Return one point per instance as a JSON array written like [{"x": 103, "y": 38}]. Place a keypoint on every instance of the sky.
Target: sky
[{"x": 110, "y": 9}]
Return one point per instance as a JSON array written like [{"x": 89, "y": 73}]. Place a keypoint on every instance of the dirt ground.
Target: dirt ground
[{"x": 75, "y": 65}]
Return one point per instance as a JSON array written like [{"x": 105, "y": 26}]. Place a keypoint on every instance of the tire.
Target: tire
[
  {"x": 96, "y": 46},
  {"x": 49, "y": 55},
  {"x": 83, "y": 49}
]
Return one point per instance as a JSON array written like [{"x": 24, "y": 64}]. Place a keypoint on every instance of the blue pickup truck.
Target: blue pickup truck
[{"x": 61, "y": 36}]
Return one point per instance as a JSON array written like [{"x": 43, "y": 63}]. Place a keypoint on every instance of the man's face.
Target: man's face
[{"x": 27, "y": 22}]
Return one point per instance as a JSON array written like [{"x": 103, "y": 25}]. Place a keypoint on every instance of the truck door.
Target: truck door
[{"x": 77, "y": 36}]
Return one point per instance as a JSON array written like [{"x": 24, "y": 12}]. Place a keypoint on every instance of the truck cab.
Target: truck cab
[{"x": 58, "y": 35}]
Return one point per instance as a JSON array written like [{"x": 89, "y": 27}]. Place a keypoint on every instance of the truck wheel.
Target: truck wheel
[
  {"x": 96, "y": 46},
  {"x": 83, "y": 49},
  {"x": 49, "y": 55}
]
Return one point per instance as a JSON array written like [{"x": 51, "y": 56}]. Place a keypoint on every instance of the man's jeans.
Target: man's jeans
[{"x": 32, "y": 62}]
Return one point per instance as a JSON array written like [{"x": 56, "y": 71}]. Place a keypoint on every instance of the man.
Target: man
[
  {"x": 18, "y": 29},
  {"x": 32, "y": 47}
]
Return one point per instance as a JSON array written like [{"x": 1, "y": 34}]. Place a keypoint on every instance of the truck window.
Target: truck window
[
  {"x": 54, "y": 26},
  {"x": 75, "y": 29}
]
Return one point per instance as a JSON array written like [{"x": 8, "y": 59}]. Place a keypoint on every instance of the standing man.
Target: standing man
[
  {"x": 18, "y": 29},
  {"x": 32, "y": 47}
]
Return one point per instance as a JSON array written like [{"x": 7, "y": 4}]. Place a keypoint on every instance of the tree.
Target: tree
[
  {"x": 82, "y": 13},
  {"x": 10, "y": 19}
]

------------------------------------------------------------------------

_WRITTEN TASK:_ Recast every line of the records above as a numbered list, omitting any blank lines.

_WRITTEN SOLUTION:_
1. Return one point per instance as a JSON array written like [{"x": 103, "y": 38}]. Place a keypoint on every instance of the sky.
2. Target: sky
3. [{"x": 110, "y": 9}]
4. Return one point per instance as a JSON array written like [{"x": 89, "y": 73}]. Place a keypoint on every instance of the dirt ground.
5. Target: dirt ground
6. [{"x": 75, "y": 65}]
7. Return one point per instance as a JSON array written like [{"x": 105, "y": 26}]. Place a keypoint on every instance of the tire.
8. Target: tire
9. [
10.   {"x": 96, "y": 46},
11.   {"x": 49, "y": 55},
12.   {"x": 83, "y": 49}
13. ]
14. Return one point per instance as a JSON array written like [{"x": 24, "y": 64}]. Place a keypoint on every instance of the blue pickup truck.
15. Target: blue pickup truck
16. [{"x": 61, "y": 36}]
17. Return one point per instance as a JSON array written like [{"x": 43, "y": 63}]. Place a keypoint on every instance of the man's face.
18. Target: man's face
19. [{"x": 27, "y": 22}]
20. Return one point per instance as a JSON array written like [{"x": 103, "y": 25}]. Place a keypoint on every instance of the truck door.
21. Target: truck door
22. [{"x": 77, "y": 36}]
23. Return one point per instance as a JSON array written like [{"x": 24, "y": 12}]. Place a keypoint on every instance of the truck cab.
24. Target: truck cab
25. [{"x": 58, "y": 35}]
26. Return one point per instance as a JSON array written like [{"x": 89, "y": 27}]. Place a keypoint on every instance of the truck wheel.
27. Target: truck wheel
28. [
29.   {"x": 96, "y": 46},
30.   {"x": 83, "y": 49},
31.   {"x": 49, "y": 55}
32. ]
33. Return one point per instance as a JSON array written like [{"x": 51, "y": 56}]. Place a keypoint on every instance of the man's jeans.
34. Target: man's jeans
35. [{"x": 32, "y": 62}]
36. Return one point per instance as a JSON array written like [{"x": 56, "y": 71}]. Place a keypoint on every instance of the man.
37. Target: man
38. [
39.   {"x": 18, "y": 29},
40.   {"x": 32, "y": 47}
41. ]
42. Return one point per instance as a JSON array written like [{"x": 1, "y": 34}]. Place a keypoint on every instance of the truck window.
43. Target: truck window
44. [
45.   {"x": 54, "y": 26},
46.   {"x": 75, "y": 29}
47. ]
48. Return one point per instance as a JSON array written like [{"x": 8, "y": 59}]. Place a keypoint on every instance of the standing man.
49. Target: standing man
50. [
51.   {"x": 18, "y": 29},
52.   {"x": 32, "y": 47}
53. ]
54. Return one point per instance as a JSON array written like [{"x": 7, "y": 4}]. Place a keypoint on every instance of the tree.
55. Target: tree
56. [
57.   {"x": 82, "y": 13},
58.   {"x": 10, "y": 19}
59. ]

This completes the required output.